## What to do
Only the lines below starting at the one that contains "Please indicate the power" and ending at the one that contains "Please indicate the man wearing" are to be reproduced, exactly and with both ends kept.

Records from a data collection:
• • •

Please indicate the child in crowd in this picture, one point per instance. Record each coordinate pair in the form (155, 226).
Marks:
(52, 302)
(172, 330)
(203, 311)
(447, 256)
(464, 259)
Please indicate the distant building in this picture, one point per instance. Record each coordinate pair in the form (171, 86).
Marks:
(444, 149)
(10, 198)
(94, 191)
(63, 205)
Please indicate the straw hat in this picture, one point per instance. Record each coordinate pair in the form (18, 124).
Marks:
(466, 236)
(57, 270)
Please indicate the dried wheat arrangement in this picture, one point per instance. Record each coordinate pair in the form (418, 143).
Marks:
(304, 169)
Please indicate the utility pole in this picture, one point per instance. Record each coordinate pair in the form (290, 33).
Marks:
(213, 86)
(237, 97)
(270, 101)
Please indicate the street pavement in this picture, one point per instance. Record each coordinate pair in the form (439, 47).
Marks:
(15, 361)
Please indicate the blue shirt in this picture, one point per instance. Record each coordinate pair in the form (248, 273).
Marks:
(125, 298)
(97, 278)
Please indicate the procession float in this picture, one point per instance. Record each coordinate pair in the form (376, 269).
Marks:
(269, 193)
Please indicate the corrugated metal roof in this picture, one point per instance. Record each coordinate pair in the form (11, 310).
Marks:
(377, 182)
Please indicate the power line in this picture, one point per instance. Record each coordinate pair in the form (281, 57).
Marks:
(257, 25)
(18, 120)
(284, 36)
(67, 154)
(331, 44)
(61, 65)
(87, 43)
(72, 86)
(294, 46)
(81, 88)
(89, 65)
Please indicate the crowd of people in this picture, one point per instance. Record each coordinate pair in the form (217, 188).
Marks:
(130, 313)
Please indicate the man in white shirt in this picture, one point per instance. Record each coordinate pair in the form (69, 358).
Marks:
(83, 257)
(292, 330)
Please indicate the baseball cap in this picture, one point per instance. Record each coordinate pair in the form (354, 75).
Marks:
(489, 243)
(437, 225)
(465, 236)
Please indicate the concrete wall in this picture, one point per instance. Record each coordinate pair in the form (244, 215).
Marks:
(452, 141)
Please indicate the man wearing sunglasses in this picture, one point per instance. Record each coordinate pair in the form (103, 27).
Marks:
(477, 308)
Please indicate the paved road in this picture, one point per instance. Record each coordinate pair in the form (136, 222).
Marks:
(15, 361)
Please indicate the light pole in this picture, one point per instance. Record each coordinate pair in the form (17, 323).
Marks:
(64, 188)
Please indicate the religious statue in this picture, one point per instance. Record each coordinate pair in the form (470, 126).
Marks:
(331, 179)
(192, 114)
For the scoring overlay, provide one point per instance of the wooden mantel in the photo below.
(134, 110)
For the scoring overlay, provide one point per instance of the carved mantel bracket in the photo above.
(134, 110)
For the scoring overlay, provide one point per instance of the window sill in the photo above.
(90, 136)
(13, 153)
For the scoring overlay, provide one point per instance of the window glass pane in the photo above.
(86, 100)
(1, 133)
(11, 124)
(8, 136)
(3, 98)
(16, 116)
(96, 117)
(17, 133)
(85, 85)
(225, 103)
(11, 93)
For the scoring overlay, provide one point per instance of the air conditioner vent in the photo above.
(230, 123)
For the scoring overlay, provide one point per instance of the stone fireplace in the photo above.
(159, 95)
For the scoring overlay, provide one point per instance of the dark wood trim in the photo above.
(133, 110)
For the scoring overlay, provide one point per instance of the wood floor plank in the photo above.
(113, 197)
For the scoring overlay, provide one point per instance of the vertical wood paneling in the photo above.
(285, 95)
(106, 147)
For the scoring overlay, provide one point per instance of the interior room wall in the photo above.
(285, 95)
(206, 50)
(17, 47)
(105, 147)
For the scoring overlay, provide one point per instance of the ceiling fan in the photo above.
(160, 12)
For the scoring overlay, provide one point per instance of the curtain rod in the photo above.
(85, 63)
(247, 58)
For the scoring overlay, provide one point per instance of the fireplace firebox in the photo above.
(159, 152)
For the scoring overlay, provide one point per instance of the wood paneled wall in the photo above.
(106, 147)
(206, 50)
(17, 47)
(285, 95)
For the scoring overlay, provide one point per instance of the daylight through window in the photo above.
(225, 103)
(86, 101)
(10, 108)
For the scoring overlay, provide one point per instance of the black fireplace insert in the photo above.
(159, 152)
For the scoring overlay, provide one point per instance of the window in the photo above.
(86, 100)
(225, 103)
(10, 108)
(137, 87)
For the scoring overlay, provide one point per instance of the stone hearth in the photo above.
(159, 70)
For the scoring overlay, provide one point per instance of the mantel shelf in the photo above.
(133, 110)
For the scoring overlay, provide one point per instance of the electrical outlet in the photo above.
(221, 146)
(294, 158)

• • •

## Reply to the task
Please indicate the power line in this picture, one point per instance. Record each coordinate pair in the form (281, 57).
Marks:
(257, 25)
(18, 120)
(284, 36)
(67, 154)
(331, 44)
(61, 65)
(87, 43)
(72, 86)
(294, 46)
(81, 88)
(89, 65)
Please indicate the crowd of people in this picture, one point per instance. Record each coordinate pair in the form (217, 188).
Marks:
(130, 313)
Please indicate the man in white shirt in this picture, one point per instance. Record each coordinate pair in the form (69, 358).
Marks:
(83, 257)
(292, 330)
Please indicate the baseball cap in this picture, one point per instance. Record each coordinate pair in the form (354, 75).
Marks:
(489, 243)
(437, 225)
(465, 236)
Please indicate the concrete wall in this picture, one point per instance. Record each coordinate pair in the form (244, 215).
Marks:
(452, 141)
Please indicate the man wearing sunglasses in this picture, one point per instance. Record each coordinate pair in the form (103, 27).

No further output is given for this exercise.